** start of SELECTION **
On the first six causes of action, the Haslets argued the anti-SLAPP statute applied because each of the alleged false statements upon which the claims were based was made in a public forum (social media sites) and concerned matters of public interest. On the public interest element, they directed the court to the portion of Mrs. Haslet's declaration stating that "Sandy's story has been covered in the news media, including Channel 10," and identified a local television news story titled "woman-suing-over-doggie-boot-camp-death." Mrs. Haslet also stated in her declaration that about six weeks after Sandy's death, "a local filmmaker created and published a 20 minute mini-documentary telling Sandy's story" and "[t]here were over 28,000 views of the original and updated version on YouTube." The Haslets also claimed that the alleged defamatory statements appear to have been made in connection with their "numerous complaints [to] various government agencies." On the merits of these first six causes of action, the Haslets argued Sacks could not prove her claims on various grounds, including that most of the alleged defamatory statements were true and/or the claims were time-barred.

On the promissory estoppel cause of action, the Haslets argued the anti-SLAPP statute applied to both alleged promises because they arose from the Haslets' litigation activities. They also argued Sacks would be unable to prevail on these claims. We discuss these arguments in more detail in part III of the Discussion.

Sacks's Opposition to Anti-SLAPP Motion

First Six Causes of Action

In opposing the anti-SLAPP motion, Sacks acknowledged her first six causes of action were based on the 39 alleged defamatory statements identified in her cross-complaint, and did not dispute the Haslets' contention that these statements were made in public forums. But Sacks strenuously argued the alleged defamatory statements were not a matter of public interest, asserting the dispute was solely "about the euthanasia of a [single] stray dog." She argued: " 'A person cannot turn otherwise private information into a matter of public interest simply by communicating it to a large number of people,' " and the Haslets "would like this to be about animal rights and a bigger cause that [Mrs. Haslet] blindly thinks she is spearheading, but there must be some degree of closeness between the challenged statements and the asserted public interest . . . ."

Sacks produced her supporting declaration and numerous documents. Of relevance here, these submissions included undated documents described by Sacks as Facebook postings and pages from the "Shelterdogstodreamdogssucks.com" website and the "gofundme" fundraising site. Sacks discussed many of the alleged defamatory statements set forth in her cross-complaint and identified the particular social media site on which each of these statements was contained. Sacks said the Haslets created these social media sites "all dedicated to disparaging me with false statements and admonishing any viewer that I am a dog killer and not to use my services. [¶] . . . Many people began threads and conversations as a result of [these] postings and social media. I became harassed, began to [receive] death threats, phone calls, negative reviews, hate mail and people outside my house threatening me and my family. My business has been significantly damaged by her false publications and statements. Many potential clients have informed me that they decided to go elsewhere based upon what was revealed by a Google search on my name or business name."
** end of SELECTION **
EXERCISE GOAL: Repeat the anti-SLAPP passage word for word, from "On the promissory" up to and including "of the Discussion.". The lines that follow come from a separate source.
** start of GIVEN INFORMATION **
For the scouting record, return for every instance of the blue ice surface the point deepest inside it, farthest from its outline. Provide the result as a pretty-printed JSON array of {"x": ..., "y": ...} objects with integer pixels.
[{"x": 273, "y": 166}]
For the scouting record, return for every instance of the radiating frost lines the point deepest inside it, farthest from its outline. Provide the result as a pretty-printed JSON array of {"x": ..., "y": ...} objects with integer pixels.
** end of GIVEN INFORMATION **
TASK RESPONSE:
On the promissory estoppel cause of action, the Haslets argued the anti-SLAPP statute applied to both alleged promises because they arose from the Haslets' litigation activities. They also argued Sacks would be unable to prevail on these claims. We discuss these arguments in more detail in part III of the Discussion.